◆ **Problem description**
Could you reproduce the material below verbatim, leaving every line unchanged from start to finish?

◆ **Task material**
┏━━

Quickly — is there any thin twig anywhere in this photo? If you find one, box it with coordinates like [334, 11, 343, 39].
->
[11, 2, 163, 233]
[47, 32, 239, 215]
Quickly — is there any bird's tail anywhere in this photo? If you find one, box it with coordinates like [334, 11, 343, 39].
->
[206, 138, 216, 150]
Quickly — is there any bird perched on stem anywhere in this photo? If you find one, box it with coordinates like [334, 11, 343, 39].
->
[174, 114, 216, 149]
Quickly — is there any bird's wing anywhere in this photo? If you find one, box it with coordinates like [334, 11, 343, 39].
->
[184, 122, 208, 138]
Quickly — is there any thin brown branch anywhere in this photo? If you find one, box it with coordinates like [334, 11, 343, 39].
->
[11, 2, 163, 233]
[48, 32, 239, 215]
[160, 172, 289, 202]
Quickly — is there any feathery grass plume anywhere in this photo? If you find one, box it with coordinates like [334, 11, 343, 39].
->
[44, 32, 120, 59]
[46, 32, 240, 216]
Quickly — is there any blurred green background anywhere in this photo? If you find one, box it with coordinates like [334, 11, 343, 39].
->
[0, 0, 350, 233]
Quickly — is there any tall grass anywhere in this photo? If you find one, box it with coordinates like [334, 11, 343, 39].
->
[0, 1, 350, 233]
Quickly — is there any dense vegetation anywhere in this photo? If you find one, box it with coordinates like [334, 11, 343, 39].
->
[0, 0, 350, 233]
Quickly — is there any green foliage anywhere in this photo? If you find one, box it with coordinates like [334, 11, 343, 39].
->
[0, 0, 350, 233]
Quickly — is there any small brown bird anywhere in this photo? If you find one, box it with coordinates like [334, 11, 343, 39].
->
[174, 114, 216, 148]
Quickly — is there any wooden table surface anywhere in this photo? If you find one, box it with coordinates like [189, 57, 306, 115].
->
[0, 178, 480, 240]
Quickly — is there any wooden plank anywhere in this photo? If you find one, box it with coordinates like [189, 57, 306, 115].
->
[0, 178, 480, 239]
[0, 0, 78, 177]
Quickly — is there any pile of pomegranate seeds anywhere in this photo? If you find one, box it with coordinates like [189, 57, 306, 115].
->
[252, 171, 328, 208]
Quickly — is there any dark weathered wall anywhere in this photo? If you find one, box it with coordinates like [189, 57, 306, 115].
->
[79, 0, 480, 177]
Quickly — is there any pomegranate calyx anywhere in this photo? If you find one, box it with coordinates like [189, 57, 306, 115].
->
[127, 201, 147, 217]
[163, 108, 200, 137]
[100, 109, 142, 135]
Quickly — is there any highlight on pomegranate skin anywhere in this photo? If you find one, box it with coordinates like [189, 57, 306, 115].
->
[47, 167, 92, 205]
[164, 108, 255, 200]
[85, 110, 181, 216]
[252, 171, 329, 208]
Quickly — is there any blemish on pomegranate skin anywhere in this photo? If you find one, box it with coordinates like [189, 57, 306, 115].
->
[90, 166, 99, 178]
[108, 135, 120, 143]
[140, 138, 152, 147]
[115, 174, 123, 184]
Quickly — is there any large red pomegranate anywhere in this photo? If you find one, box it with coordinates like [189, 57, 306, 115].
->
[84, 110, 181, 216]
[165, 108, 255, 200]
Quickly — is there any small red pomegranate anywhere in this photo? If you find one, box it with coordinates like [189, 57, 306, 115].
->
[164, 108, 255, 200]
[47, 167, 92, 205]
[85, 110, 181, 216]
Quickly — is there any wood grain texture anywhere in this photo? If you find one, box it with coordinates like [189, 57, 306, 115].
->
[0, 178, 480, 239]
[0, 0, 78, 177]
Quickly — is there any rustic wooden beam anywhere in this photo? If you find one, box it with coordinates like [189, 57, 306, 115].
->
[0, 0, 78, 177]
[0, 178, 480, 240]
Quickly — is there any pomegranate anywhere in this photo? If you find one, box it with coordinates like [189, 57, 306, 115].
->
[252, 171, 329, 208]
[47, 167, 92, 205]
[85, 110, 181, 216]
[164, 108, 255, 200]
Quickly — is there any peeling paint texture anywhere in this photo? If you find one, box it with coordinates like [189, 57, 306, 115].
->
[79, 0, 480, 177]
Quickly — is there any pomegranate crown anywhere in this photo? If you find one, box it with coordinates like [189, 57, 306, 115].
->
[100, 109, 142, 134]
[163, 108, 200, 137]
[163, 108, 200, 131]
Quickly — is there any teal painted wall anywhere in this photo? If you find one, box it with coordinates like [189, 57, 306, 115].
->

┗━━

◆ **Written answer**
Quickly — is there any thin twig anywhere in this photo? If you find one, box it with coordinates like [334, 11, 343, 39].
->
[11, 2, 163, 233]
[47, 32, 239, 215]
Quickly — is there any bird's tail anywhere in this photo? If you find one, box it with coordinates like [334, 11, 343, 39].
->
[206, 138, 216, 150]
Quickly — is there any bird perched on stem anywhere in this photo? If you find one, box it with coordinates like [334, 11, 343, 39].
->
[174, 114, 216, 149]
Quickly — is there any bird's wing anywhere in this photo? If you find one, box it with coordinates like [334, 11, 343, 39].
->
[184, 122, 208, 138]
Quickly — is there any thin brown branch anywhere in this photo? If you find one, box it with coordinates like [334, 11, 343, 39].
->
[11, 2, 163, 233]
[48, 32, 239, 215]
[160, 172, 289, 202]
Quickly — is there any feathery grass plume anywhere in this photo? If you find one, box it with coordinates like [334, 11, 343, 39].
->
[44, 32, 120, 59]
[46, 32, 240, 216]
Quickly — is there any blurred green background anywhere in this photo? If you find one, box it with coordinates like [334, 11, 343, 39].
->
[0, 0, 350, 233]
Quickly — is there any tall grass anywhere in this photo? If you find one, box it with coordinates like [334, 11, 343, 39].
->
[0, 1, 350, 233]
Quickly — is there any dense vegetation anywhere in this photo? If you find one, box it with coordinates like [334, 11, 343, 39].
->
[0, 0, 350, 233]
Quickly — is there any green foliage anywhere in this photo? If you find one, box it with coordinates like [334, 11, 343, 39].
->
[0, 0, 350, 233]
Quickly — is there any small brown bird anywhere in this photo? If you find one, box it with coordinates like [334, 11, 343, 39].
->
[174, 114, 216, 148]
Quickly — is there any wooden table surface anywhere in this photo? If you find one, box it with coordinates like [189, 57, 306, 115].
->
[0, 178, 480, 240]
Quickly — is there any wooden plank anywhere in this photo? If you find one, box it with coordinates like [189, 57, 306, 115].
->
[0, 178, 480, 239]
[0, 0, 78, 177]
Quickly — is there any pile of pomegranate seeds anywhere in this photo? If you find one, box it with coordinates like [189, 57, 306, 115].
->
[252, 171, 328, 208]
Quickly — is there any dark weathered wall anywhere in this photo? If you find one, box it with coordinates like [189, 57, 306, 115].
->
[79, 0, 480, 177]
Quickly — is there any pomegranate calyx anywhere in this photo? If you find one, box it with coordinates like [189, 57, 306, 115].
->
[127, 201, 147, 217]
[163, 108, 200, 137]
[100, 109, 142, 135]
Quickly — is there any highlight on pomegranate skin anywhere in this photo? If you find one, box it with coordinates like [189, 57, 306, 115].
->
[47, 167, 92, 205]
[164, 108, 255, 200]
[85, 110, 181, 216]
[252, 171, 329, 208]
Quickly — is there any blemish on pomegranate skin anywhere in this photo? If you find one, box it with coordinates like [189, 57, 306, 115].
->
[90, 166, 99, 178]
[108, 135, 120, 143]
[140, 138, 152, 147]
[115, 174, 123, 184]
Quickly — is there any large red pomegranate anywhere in this photo? If you find one, box it with coordinates like [189, 57, 306, 115].
->
[84, 110, 181, 216]
[165, 108, 255, 200]
Quickly — is there any small red pomegranate anywhere in this photo? If you find one, box it with coordinates like [189, 57, 306, 115].
->
[164, 108, 255, 200]
[47, 167, 92, 205]
[85, 110, 181, 216]
Quickly — is there any wood grain texture anywhere in this photo? If you find one, box it with coordinates like [189, 57, 306, 115].
->
[0, 178, 480, 239]
[0, 0, 78, 177]
Quickly — is there any rustic wooden beam anywhere in this photo? If you find one, box it with coordinates like [189, 57, 306, 115].
->
[0, 0, 78, 177]
[0, 178, 480, 240]
Quickly — is there any pomegranate anywhere in this photo? If you find one, box it with coordinates like [189, 57, 306, 115].
->
[252, 171, 329, 208]
[47, 167, 92, 205]
[85, 110, 181, 216]
[164, 108, 255, 200]
Quickly — is there any peeling paint texture anywhere in this photo? If you find one, box it with coordinates like [189, 57, 306, 115].
->
[79, 0, 480, 177]
Quickly — is there any pomegranate crown anywhere in this photo? If you find one, box it with coordinates like [189, 57, 306, 115].
->
[100, 109, 142, 134]
[163, 108, 200, 137]
[163, 108, 200, 131]
Quickly — is there any teal painted wall anywhere in this photo? If you find one, box it with coordinates like [189, 57, 306, 115].
->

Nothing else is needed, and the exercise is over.